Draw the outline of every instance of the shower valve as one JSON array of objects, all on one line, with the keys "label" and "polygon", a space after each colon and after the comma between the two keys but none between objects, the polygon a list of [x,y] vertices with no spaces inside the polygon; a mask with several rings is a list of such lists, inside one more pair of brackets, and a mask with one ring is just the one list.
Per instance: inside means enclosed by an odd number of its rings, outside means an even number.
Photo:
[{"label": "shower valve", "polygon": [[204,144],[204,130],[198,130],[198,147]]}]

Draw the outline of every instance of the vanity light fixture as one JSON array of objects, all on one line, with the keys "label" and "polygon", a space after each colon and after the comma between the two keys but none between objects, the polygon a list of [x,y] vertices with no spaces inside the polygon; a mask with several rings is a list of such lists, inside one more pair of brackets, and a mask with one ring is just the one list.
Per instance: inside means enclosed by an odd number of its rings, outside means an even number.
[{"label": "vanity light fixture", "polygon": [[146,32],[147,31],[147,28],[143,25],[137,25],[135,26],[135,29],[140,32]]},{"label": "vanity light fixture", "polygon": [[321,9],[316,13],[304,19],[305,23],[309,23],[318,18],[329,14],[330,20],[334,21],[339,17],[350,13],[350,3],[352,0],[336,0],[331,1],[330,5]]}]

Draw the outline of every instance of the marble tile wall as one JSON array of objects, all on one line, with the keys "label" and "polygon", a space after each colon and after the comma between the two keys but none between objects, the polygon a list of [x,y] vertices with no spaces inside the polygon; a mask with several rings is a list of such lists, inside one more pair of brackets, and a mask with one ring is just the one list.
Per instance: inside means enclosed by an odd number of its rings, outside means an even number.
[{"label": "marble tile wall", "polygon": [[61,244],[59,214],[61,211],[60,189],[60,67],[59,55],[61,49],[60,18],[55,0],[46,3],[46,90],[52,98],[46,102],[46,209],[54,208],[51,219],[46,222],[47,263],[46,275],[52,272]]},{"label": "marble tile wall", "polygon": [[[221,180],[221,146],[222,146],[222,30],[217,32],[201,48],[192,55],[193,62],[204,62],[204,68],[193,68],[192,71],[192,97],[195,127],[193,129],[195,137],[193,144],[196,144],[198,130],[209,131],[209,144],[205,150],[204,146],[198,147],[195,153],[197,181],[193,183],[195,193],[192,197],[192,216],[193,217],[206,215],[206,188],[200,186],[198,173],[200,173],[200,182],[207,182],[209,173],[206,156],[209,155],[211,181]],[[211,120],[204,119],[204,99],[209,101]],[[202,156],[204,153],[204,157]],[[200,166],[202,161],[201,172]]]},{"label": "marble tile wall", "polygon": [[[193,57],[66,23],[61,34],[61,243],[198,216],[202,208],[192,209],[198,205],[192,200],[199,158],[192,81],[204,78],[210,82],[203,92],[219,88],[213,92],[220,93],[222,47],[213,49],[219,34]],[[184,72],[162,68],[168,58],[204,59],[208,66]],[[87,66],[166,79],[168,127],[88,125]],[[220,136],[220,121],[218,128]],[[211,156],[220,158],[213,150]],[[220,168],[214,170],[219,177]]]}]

=-=-=

**Work to do:** Recopy all the lines exactly as they appear.

**Solution for this problem:**
Draw the outline of every instance of the shower valve as one JSON array of objects, all on one line, with the keys "label" and "polygon", a space after each colon and after the comma between the two keys but none between objects, the polygon a list of [x,y] vertices with no spaces inside the polygon; a mask with several rings is a list of such lists, inside one more pair of brackets, and a mask with one ring is just the one list.
Per instance: inside means enclosed by an odd number of its rings, outside means an even number.
Photo:
[{"label": "shower valve", "polygon": [[204,144],[204,130],[198,130],[198,147]]}]

Draw the outline of every instance of the vanity light fixture as one JSON array of objects, all on one line, with the keys "label" and "polygon", a space after each colon and after the comma between the two keys but none between objects, the polygon a list of [x,y] vertices with no spaces inside the polygon; a mask with several rings is a list of such lists, inside one more pair of brackets, and a mask with one ring is just the one list.
Per instance: inside means enclosed by an odd number of its rings, outside means an even number.
[{"label": "vanity light fixture", "polygon": [[146,32],[147,31],[147,28],[143,25],[137,25],[135,26],[135,29],[140,32]]},{"label": "vanity light fixture", "polygon": [[321,9],[316,13],[304,19],[305,23],[309,23],[318,18],[329,14],[330,20],[334,21],[339,17],[350,13],[350,3],[352,0],[336,0],[331,1],[330,5]]}]

Draw the outline of every instance of the marble tile wall as one JSON array of objects, all on one line, with the keys "label" and "polygon", a space after each colon and after the comma between the two keys but none between objects, the polygon a list of [x,y] vertices with no spaces inside the polygon; a mask with several rings is a list of such lists, inside one more pair of brackets, and a mask with one ring is just the one list.
Per instance: inside means enclosed by an odd number of its rings, outside means an even number.
[{"label": "marble tile wall", "polygon": [[61,244],[59,214],[61,211],[60,189],[60,67],[59,55],[61,49],[60,18],[55,0],[46,3],[46,90],[52,98],[46,102],[46,209],[54,208],[51,219],[46,222],[47,263],[46,275],[52,272]]},{"label": "marble tile wall", "polygon": [[[221,180],[221,146],[222,146],[222,30],[217,32],[201,48],[192,55],[193,62],[204,62],[204,68],[193,68],[192,71],[192,97],[195,127],[193,129],[195,137],[193,144],[196,144],[198,130],[209,131],[209,144],[205,150],[204,146],[198,147],[195,153],[197,181],[193,183],[195,193],[192,197],[192,216],[193,217],[206,215],[206,188],[200,186],[198,173],[200,173],[200,182],[207,182],[209,173],[206,156],[209,155],[211,181]],[[211,120],[204,119],[204,99],[209,101]],[[202,156],[204,153],[204,157]],[[200,166],[202,161],[201,172]]]},{"label": "marble tile wall", "polygon": [[[193,57],[66,23],[61,34],[61,243],[198,216],[202,208],[192,209],[198,205],[192,200],[199,158],[192,81],[204,78],[210,82],[203,92],[219,88],[213,92],[220,93],[222,47],[213,49],[219,34]],[[184,72],[162,68],[168,58],[204,59],[208,66]],[[87,66],[166,79],[168,127],[88,125]],[[220,136],[220,121],[218,128]],[[211,156],[220,158],[213,150]],[[220,168],[214,170],[219,177]]]}]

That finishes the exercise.